● Task input:
--------

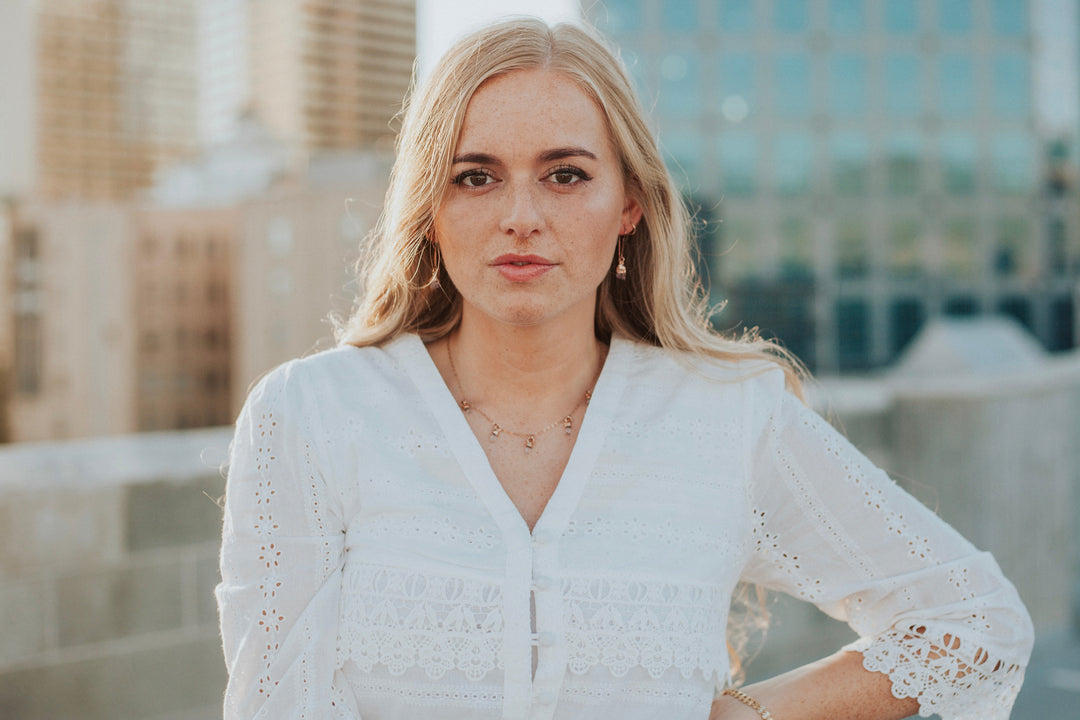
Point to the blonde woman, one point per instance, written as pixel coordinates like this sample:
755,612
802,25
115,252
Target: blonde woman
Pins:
529,478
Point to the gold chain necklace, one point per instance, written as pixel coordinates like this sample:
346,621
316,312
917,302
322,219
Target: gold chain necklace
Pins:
497,430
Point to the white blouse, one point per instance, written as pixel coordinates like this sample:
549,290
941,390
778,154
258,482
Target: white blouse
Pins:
373,566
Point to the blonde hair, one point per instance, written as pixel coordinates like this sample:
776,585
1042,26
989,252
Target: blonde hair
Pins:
660,302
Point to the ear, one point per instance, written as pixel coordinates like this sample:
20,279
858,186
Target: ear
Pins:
631,214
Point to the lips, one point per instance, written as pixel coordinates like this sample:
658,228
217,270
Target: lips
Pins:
522,268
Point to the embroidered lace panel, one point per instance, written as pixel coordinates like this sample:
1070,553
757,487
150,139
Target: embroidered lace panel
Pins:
943,673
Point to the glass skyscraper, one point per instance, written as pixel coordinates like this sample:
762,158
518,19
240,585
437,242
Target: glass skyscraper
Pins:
859,166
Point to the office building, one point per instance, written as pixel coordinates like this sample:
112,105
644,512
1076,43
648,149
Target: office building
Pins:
115,94
862,165
329,75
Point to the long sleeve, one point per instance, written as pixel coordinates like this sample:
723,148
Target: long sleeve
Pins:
281,564
932,612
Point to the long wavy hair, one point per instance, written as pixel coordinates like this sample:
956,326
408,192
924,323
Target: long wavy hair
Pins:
660,302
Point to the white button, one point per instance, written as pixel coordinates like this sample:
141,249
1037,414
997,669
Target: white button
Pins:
545,697
542,538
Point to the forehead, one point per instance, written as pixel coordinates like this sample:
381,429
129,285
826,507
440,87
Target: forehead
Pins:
532,109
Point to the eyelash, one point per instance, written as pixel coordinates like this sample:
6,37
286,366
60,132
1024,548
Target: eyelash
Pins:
460,179
562,170
570,170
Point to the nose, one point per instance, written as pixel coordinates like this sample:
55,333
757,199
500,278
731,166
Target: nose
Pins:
522,215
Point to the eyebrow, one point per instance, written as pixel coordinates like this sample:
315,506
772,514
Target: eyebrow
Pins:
547,155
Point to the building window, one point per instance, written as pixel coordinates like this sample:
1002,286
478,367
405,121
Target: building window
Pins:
1011,89
1013,157
683,154
679,91
1010,17
736,250
794,162
956,86
848,85
962,306
954,16
960,257
737,15
28,354
901,16
796,248
794,87
739,157
1018,309
1056,245
280,236
905,247
679,15
29,339
905,318
1062,325
903,87
904,164
852,258
738,87
850,159
852,334
622,15
847,16
792,15
1013,252
959,162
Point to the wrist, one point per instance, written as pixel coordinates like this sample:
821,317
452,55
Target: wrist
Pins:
748,706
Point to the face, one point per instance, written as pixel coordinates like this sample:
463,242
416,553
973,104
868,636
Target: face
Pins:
537,201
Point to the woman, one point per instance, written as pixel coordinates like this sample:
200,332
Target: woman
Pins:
530,477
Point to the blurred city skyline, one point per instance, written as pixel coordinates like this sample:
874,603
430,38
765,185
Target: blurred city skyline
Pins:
187,182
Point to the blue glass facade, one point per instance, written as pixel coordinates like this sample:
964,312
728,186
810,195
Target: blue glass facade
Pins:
881,158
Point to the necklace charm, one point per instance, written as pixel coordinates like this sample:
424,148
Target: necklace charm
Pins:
497,430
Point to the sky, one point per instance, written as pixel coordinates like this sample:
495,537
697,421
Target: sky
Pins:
442,22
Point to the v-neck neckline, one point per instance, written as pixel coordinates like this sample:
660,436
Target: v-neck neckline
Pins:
473,461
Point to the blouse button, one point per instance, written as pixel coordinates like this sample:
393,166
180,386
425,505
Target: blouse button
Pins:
542,538
545,697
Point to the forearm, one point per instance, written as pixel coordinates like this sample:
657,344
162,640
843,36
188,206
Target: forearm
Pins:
835,687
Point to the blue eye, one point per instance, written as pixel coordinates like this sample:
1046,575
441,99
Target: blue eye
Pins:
568,175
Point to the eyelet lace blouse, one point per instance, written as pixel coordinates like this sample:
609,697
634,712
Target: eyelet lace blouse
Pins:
373,567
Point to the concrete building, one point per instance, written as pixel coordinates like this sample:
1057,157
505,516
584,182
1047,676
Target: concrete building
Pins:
108,547
184,316
72,330
295,260
115,87
864,165
17,98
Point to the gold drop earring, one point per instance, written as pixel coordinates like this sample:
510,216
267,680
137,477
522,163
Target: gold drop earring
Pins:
433,283
620,270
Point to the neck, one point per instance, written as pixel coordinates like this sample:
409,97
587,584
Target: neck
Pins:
525,374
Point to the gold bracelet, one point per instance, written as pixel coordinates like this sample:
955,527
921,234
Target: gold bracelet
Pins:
750,702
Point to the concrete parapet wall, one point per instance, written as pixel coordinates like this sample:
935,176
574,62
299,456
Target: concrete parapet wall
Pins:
108,547
108,559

--------

● What to produce: Each line containing the word "button" needs to be copied from the data above.

● Answer space:
Point to the white button, one point per instance, written as pixel coordinates like this sample:
Target: white button
Point to the blouse button, one point per instance, written as pixel coordinates like this sample:
Target: blouse button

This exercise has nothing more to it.